_Objective_. The required output is the exact sequence of lines from the line holding "For the benchmark, annotate every instance of the small" to the end of the records, inclusive.

____________

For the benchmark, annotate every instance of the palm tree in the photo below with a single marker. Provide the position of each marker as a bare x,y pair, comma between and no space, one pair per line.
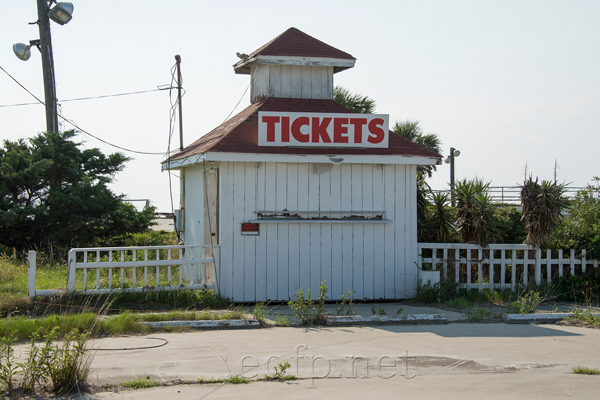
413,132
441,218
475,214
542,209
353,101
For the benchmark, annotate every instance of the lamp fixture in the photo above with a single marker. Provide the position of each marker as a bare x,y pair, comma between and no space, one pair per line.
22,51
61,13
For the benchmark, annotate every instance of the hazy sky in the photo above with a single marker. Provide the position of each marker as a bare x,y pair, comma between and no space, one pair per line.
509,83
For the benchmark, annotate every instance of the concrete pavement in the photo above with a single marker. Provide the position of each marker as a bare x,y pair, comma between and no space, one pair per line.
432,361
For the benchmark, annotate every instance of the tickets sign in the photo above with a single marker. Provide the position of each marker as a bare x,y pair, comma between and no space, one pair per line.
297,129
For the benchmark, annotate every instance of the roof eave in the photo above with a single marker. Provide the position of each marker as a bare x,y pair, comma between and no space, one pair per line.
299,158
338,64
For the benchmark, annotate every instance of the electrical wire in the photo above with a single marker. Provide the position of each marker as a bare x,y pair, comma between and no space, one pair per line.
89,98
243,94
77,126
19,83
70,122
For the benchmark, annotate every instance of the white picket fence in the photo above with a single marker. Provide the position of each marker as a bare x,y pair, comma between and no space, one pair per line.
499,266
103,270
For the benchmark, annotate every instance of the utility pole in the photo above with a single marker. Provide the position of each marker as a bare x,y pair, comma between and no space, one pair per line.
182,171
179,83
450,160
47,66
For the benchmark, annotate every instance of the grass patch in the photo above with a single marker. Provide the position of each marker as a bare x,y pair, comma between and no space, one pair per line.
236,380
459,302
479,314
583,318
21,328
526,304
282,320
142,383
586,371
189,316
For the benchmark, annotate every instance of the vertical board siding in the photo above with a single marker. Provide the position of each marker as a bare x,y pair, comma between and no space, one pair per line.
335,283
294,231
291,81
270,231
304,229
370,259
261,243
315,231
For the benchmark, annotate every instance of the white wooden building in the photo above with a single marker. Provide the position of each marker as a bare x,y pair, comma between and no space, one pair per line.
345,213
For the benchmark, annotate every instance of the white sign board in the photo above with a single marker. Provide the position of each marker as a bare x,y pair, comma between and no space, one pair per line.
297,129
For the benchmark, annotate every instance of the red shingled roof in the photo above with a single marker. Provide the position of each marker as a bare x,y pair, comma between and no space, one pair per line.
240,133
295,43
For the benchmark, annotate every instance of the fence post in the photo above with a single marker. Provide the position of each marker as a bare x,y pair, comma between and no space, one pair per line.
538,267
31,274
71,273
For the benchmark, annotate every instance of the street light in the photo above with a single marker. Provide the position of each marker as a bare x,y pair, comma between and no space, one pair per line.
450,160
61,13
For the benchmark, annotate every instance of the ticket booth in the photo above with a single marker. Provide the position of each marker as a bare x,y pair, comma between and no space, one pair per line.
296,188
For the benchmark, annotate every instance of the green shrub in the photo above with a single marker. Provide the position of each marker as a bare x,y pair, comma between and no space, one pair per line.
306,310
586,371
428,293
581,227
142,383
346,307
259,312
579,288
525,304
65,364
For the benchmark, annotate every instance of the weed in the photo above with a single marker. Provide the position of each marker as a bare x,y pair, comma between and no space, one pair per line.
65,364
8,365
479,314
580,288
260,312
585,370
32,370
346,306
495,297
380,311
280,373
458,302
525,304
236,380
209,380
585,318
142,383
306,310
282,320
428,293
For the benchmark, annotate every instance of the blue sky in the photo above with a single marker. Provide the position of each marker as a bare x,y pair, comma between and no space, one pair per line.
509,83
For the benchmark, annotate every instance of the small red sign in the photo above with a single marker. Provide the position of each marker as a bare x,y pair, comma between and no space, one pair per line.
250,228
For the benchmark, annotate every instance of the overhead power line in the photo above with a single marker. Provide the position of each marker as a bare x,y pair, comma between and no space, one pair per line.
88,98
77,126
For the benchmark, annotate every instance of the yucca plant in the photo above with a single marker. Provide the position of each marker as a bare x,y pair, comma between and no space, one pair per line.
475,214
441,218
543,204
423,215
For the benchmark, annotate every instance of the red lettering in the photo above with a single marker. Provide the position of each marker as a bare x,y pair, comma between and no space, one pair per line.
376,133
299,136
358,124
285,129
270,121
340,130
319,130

____________

_Task output_.
For the benchmark, annotate every instance of the small red sign in the photo above with a single marker. Provide the position of each marker as a bare x,y pair, comma between and no space, one pair per line.
250,228
For the benchmark, annotate every instance of the overhead power line in the photo above with a single marker. Provide the position of each marker as a bare x,y pair, comma between and no space, one pair per line.
88,98
77,126
For the benchmark, annotate every instance of the yucca plant in the photo above with a single marker. Provide the position of each marker as a bare x,y pair, comma between and no space, one pair per line.
475,214
441,218
543,204
423,215
For the benchmark, annotate every instance of the red lettering in the photo above with a single marker. Provide the position of each marker as a bare x,y pair, comma between and no space, one pair per line.
376,133
299,136
358,124
285,129
270,121
340,130
319,130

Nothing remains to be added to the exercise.